[[ MATERIAL TO PROCESS, beginning ]]
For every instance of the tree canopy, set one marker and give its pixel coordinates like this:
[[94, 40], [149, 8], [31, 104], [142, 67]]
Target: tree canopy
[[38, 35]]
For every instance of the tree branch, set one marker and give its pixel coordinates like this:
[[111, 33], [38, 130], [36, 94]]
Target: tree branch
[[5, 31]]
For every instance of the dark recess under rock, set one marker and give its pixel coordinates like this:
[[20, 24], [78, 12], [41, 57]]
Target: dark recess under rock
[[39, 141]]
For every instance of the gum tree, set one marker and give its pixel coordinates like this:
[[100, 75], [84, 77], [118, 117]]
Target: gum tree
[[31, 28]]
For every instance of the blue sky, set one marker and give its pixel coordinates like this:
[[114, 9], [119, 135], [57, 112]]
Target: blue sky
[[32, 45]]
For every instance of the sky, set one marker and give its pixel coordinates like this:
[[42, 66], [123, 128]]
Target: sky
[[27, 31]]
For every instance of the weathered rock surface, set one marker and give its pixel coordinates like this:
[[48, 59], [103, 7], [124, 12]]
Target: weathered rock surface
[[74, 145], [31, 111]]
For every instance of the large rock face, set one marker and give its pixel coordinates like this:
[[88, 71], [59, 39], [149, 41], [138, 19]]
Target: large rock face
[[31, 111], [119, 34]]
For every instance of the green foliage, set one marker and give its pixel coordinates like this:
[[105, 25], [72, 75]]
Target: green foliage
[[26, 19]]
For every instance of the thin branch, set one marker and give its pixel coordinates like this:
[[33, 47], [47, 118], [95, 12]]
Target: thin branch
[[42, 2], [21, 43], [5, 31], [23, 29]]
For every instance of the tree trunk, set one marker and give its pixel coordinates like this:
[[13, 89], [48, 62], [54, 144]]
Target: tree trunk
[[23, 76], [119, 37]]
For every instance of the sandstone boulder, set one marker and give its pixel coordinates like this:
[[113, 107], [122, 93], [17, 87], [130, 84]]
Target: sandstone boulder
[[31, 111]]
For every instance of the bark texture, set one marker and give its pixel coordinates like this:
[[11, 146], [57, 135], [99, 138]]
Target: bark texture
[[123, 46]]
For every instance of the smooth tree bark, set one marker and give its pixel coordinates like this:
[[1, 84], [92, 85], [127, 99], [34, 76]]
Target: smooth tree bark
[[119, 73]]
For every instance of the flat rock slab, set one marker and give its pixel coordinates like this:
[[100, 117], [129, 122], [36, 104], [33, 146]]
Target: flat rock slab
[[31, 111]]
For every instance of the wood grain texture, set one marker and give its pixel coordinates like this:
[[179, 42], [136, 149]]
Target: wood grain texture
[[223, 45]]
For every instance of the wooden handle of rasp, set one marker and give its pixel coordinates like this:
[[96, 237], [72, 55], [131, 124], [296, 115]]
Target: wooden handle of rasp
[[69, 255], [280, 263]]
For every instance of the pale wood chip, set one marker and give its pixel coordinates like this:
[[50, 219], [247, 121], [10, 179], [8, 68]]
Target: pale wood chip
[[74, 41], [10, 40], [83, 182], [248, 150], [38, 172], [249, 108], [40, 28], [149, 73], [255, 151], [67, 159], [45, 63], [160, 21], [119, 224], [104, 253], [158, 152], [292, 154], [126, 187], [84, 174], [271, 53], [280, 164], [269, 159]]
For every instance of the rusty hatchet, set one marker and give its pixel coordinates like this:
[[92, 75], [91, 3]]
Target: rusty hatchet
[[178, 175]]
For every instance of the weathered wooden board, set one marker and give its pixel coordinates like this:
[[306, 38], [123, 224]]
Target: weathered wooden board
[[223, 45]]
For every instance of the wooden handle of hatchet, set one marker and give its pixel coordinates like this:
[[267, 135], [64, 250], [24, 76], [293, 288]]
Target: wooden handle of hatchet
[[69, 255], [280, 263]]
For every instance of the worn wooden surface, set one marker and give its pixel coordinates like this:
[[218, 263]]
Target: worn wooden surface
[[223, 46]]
[[ MATERIAL TO PROCESS, end ]]
● TASK DETAILS: Retype only this portion of the data above: the line containing "For every instance of the wood grain", the line containing "For every instance of the pale", and all lines between them, exactly.

● ANSWER FOR THE TASK:
For every instance of the wood grain texture, set one marker and give its pixel coordinates like this:
[[179, 42], [136, 149]]
Target: wood grain texture
[[223, 45]]
For every instance of the wooden handle of rasp, set one marker and give its pixel coordinates like this:
[[96, 237], [72, 55], [131, 124], [296, 115]]
Target: wooden handle of rasp
[[69, 255], [280, 263]]
For every instance of the pale wood chip, set one marker and give its pixel coordinates like this:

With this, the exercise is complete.